# [EXTRACT PROVIDED]
• • • • • • •
To calculate the pH of a 0.108 m solution of CsHSO4, you first identify the chemistry of the dissolved species. CsHSO4 is cesium hydrogen sulfate. In water, the cesium ion, Cs+, behaves as a spectator ion because it comes from the strong base CsOH and does not significantly hydrolyze under ordinary conditions. The chemically important species for acid-base behavior is HSO4−, the hydrogen sulfate ion.

Hydrogen sulfate is amphiprotic, but in this context it is most commonly treated as an acid because it can donate a proton to water:

HSO4− + H2O ⇌ H3O+ + SO4^2−

The acid dissociation constant for this step is typically taken as about Ka = 1.2 × 10-2 at room temperature. That means HSO4− is not a strong acid like the first dissociation of sulfuric acid, but it is still substantially acidic. Because the given concentration is 0.108 m, and because dilute aqueous molality and molarity are often numerically close, many textbook and homework solutions approximate 0.108 m as 0.108 M for pH estimation. This calculator follows that conventional approach unless you specify otherwise.
• • • • • • •
# [LIST OF TASKS]
1. In the passage on CsHSO4, what value is the acid dissociation constant for HSO4− typically taken as at room temperature?
2. Copy out the passage on CsHSO4, starting at "HSO4− + H2O" and ending at "you specify otherwise.".
• • • • • • •
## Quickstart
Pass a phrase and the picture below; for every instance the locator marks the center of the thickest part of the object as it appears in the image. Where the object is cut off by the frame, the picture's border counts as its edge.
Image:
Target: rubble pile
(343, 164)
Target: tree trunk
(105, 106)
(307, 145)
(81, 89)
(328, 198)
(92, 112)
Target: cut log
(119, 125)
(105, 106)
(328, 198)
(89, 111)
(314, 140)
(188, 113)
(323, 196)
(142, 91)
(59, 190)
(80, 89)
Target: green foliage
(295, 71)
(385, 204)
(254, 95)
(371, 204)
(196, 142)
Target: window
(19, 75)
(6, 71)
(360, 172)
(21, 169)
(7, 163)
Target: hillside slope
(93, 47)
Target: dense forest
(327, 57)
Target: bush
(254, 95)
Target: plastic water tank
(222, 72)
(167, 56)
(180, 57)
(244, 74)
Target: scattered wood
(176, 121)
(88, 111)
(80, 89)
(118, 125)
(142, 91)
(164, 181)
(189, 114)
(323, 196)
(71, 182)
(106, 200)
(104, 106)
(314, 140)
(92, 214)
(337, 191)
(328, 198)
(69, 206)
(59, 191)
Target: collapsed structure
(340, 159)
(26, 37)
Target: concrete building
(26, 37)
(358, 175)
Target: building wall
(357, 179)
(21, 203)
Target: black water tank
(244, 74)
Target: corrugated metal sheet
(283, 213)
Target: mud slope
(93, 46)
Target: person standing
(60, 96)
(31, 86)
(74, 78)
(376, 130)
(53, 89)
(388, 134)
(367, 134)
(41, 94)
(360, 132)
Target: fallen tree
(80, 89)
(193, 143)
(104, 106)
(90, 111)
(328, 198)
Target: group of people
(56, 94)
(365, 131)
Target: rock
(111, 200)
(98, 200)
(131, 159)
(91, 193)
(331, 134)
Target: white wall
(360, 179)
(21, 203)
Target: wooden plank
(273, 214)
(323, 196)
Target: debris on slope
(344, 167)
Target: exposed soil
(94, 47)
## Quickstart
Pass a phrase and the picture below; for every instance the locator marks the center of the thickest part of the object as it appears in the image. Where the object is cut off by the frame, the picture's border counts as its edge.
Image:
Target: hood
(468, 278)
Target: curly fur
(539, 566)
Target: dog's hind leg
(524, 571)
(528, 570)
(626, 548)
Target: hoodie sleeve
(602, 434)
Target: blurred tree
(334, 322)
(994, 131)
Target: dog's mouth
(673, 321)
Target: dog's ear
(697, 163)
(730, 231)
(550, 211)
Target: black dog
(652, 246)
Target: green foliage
• • • • • • •
# [RESULTS]
1. About Ka = 1.2 × 10-2.

2.
HSO4− + H2O ⇌ H3O+ + SO4^2−

The acid dissociation constant for this step is typically taken as about Ka = 1.2 × 10-2 at room temperature. That means HSO4− is not a strong acid like the first dissociation of sulfuric acid, but it is still substantially acidic. Because the given concentration is 0.108 m, and because dilute aqueous molality and molarity are often numerically close, many textbook and homework solutions approximate 0.108 m as 0.108 M for pH estimation. This calculator follows that conventional approach unless you specify otherwise.